- GIVEN PASSAGE:
---

Skip to main content
Dryad

Diverse database and machine learning model to narrow the generalization gap in RNA structure prediction

Data files

Jan 29, 2026 version files 368.20 MB

Click names to download individual files

Abstract

This dataset contains RNA secondary structure data used for training and testing eFold, a deep learning model for RNA secondary structure prediction. The dataset comprises three main components: (1) experimentally determined secondary structure models for 1,098 pri-miRNAs and 1,456 human mRNA regions derived from DMS-MaP-seq chemical probing experiments, representing the original contribution of this work; (2) a curated pre-training dataset combining subsets of bpRNA (base-pair RNA database) and RNAstralign databases, filtered to remove redundant sequences and ArchiveII sequences as described in the associated publication; and (3) benchmark test sets for evaluating model performance on long and diverse RNA structures.

---

- RECORD SET:
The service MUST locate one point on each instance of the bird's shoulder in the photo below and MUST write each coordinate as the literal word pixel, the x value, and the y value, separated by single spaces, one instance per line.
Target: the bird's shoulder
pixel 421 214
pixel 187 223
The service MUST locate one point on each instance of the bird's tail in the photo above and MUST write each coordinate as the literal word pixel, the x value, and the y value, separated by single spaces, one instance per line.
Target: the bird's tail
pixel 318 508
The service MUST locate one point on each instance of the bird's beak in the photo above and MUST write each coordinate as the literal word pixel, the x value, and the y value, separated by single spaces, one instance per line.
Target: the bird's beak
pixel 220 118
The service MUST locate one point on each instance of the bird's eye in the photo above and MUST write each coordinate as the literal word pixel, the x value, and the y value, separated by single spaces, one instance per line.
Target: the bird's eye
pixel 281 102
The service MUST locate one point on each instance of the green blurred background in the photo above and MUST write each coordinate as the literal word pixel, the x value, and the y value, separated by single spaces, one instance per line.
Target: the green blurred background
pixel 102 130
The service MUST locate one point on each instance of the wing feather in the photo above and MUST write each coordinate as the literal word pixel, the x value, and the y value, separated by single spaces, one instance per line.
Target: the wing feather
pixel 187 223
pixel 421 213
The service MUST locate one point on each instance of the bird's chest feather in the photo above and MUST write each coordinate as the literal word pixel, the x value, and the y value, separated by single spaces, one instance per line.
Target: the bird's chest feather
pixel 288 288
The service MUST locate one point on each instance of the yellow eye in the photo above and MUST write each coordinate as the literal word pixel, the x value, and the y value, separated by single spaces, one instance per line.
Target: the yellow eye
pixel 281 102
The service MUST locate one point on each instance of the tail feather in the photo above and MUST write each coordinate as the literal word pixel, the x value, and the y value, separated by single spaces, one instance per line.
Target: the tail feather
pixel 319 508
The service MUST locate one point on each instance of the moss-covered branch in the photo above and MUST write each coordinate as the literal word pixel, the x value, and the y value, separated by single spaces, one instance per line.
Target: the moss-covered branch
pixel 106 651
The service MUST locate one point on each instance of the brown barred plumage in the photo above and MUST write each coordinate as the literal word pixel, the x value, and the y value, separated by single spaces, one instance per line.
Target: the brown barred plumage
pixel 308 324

---

- EXERCISE INSTRUCTIONS:
• a. Copy out, word for word, the stretch of the RNA structure dataset page from "Click names to" through "diverse RNA structures.".
• b. Resume the RNA structure dataset page after its final sentence and continue its description of the data.

- ANSWERS TO THE EXERCISE:
• a.
Click names to download individual files

Abstract

This dataset contains RNA secondary structure data used for training and testing eFold, a deep learning model for RNA secondary structure prediction. The dataset comprises three main components: (1) experimentally determined secondary structure models for 1,098 pri-miRNAs and 1,456 human mRNA regions derived from DMS-MaP-seq chemical probing experiments, representing the original contribution of this work; (2) a curated pre-training dataset combining subsets of bpRNA (base-pair RNA database) and RNAstralign databases, filtered to remove redundant sequences and ArchiveII sequences as described in the associated publication; and (3) benchmark test sets for evaluating model performance on long and diverse RNA structures.

• b.
The dataset includes sequence files in FASTA format and corresponding secondary structure annotations in dot-bracket notation. Structure models represent experimentally validated folding patterns with reactivity data from chemical probing assays. The pri-miRNA structures range from 200 nucleotides in length and include precursor hairpins with flanking regions, while mRNA structures range from 200-1kb and  focus on functionally important regions including 3' untranslated regions.

This dataset enables researchers to: (1) train and benchmark machine learning models for RNA structure prediction, particularly for long and complex RNAs that have been traditionally difficult to predict; (2) investigate RNA structural features in pri-miRNAs and mRNA regulatory regions; (3) compare performance of computational methods against experimentally determined structures; and (4) develop improved algorithms that incorporate diverse RNA families beyond the short non-coding RNAs that dominate existing training sets.

All data are freely available without restrictions. No human subjects data or personally identifiable information is included. RNA sequences are derived from publicly available reference genomes and databases.